Written exercise:
Output the stretch from the line containing "give the mask of man in blue shirt" through the last of the lines below as a numbered list. Include both ends and omit any blank lines.

- - -

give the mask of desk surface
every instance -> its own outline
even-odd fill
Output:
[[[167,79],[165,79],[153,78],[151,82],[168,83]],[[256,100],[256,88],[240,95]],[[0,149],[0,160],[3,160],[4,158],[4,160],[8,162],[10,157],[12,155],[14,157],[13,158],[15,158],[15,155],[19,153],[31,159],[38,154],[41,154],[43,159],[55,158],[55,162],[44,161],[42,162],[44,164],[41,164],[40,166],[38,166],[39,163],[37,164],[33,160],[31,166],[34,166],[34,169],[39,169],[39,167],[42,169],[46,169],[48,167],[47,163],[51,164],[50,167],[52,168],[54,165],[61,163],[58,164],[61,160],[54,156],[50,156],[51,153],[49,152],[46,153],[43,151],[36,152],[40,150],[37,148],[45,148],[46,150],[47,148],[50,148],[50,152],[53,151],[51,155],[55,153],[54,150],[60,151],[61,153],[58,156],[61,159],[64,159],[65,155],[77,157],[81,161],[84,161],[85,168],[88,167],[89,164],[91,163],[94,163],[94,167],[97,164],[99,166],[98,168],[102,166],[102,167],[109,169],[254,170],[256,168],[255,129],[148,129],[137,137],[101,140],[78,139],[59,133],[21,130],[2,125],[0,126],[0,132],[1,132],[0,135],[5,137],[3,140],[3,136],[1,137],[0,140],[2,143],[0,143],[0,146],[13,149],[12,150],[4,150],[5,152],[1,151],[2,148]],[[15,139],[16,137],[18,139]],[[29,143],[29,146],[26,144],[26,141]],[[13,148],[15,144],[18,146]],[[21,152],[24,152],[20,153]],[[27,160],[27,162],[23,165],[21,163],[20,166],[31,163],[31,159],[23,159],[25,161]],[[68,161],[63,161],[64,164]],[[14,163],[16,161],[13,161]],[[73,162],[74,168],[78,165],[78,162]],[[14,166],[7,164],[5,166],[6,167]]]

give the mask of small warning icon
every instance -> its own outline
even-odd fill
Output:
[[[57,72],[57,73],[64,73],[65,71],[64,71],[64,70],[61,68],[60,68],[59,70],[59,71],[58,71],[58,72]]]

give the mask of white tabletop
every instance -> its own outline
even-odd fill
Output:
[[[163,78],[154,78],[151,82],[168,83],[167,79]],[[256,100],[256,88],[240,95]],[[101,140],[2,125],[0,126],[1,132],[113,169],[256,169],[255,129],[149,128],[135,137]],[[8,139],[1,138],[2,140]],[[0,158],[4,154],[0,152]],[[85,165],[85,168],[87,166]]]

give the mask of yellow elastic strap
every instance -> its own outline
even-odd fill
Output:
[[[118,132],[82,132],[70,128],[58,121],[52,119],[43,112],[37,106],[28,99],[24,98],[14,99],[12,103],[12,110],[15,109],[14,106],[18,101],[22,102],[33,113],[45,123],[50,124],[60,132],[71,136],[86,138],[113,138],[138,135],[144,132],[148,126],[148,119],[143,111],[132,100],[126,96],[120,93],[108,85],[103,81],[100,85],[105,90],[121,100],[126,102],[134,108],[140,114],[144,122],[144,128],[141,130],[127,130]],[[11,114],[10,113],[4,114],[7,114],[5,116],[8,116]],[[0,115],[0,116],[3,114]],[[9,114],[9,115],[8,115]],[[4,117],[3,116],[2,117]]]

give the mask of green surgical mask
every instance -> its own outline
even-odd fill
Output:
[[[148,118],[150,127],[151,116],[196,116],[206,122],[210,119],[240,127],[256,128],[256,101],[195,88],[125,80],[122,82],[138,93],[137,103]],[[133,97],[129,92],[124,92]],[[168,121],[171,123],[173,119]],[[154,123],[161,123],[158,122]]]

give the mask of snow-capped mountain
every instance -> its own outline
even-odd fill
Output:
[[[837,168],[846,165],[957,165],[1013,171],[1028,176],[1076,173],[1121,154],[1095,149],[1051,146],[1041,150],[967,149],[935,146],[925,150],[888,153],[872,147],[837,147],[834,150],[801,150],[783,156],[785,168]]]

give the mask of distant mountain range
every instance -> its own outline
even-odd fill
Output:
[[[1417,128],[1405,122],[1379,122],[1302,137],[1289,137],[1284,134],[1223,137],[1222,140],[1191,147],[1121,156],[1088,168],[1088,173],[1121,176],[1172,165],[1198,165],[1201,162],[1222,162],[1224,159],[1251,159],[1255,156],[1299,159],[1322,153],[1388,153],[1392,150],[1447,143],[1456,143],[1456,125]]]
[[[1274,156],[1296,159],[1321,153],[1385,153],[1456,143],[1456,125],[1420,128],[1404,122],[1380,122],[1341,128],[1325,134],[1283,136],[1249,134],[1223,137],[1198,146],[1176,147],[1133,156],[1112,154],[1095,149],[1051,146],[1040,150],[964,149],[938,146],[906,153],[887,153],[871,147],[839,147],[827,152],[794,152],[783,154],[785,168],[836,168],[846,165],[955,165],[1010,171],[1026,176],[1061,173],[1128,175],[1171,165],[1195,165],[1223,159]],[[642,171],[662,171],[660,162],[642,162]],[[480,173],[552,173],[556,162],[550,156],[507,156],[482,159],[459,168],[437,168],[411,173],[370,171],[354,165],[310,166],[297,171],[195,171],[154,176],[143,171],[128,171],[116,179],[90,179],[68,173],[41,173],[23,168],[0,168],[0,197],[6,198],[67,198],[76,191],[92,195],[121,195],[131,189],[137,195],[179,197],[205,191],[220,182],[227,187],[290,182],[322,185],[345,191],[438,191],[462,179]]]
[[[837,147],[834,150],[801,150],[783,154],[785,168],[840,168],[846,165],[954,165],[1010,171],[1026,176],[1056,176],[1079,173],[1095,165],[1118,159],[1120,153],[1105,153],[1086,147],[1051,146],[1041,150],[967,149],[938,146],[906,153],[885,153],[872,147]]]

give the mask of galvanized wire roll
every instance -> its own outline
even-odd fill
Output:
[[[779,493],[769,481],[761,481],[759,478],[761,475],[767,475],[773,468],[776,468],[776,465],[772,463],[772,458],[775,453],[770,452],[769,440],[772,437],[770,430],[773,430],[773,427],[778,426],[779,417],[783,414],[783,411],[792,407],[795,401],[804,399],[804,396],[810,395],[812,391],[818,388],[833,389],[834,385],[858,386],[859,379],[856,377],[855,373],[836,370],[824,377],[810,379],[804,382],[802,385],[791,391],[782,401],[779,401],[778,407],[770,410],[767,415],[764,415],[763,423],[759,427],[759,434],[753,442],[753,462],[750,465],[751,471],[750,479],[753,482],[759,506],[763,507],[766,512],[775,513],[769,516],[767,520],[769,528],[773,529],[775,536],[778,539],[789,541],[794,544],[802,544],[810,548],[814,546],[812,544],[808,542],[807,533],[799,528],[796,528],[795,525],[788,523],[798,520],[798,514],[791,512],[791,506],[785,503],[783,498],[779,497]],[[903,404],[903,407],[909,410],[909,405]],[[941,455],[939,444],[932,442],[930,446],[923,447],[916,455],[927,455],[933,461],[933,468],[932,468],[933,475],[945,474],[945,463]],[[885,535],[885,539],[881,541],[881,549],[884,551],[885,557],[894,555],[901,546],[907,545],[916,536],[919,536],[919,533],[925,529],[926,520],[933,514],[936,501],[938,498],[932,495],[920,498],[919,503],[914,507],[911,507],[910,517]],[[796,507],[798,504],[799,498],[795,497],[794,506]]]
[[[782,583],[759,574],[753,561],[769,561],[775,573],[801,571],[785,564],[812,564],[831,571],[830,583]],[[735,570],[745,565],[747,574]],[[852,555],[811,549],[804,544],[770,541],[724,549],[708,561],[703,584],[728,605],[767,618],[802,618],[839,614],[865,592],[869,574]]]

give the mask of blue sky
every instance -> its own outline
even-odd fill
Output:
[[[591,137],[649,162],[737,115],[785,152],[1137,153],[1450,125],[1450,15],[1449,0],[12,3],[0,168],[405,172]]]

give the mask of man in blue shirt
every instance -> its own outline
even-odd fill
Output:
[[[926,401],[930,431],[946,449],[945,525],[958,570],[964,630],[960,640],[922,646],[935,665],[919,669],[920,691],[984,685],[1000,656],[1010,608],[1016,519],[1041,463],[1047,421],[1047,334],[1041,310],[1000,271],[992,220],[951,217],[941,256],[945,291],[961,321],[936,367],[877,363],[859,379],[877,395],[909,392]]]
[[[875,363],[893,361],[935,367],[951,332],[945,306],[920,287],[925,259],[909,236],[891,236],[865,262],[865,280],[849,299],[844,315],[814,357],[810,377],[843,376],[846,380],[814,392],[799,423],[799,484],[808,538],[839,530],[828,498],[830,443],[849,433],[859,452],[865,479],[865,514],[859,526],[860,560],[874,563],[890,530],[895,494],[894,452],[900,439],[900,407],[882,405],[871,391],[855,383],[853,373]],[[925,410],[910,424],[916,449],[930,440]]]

- - -

Completed task:
1. give the mask of man in blue shirt
2. every instance -> its own outline
3. even-odd fill
4. Output:
5. [[[926,401],[930,431],[946,449],[945,525],[958,570],[964,630],[960,640],[922,646],[935,665],[919,669],[920,691],[984,685],[1000,656],[1010,608],[1016,519],[1041,463],[1047,421],[1047,334],[1041,310],[1000,271],[992,220],[951,217],[941,256],[945,291],[961,321],[936,367],[877,363],[859,379],[877,395],[909,392]]]
6. [[[875,363],[893,361],[935,367],[951,332],[945,306],[920,287],[925,259],[909,236],[891,236],[865,262],[865,280],[849,299],[844,315],[814,357],[810,377],[843,376],[846,380],[814,392],[799,423],[799,484],[808,538],[839,530],[828,498],[830,443],[849,433],[859,452],[865,479],[865,514],[859,526],[860,560],[874,563],[890,530],[895,494],[894,452],[900,439],[900,407],[882,405],[871,391],[855,383],[853,373]],[[925,410],[910,424],[916,449],[930,440]]]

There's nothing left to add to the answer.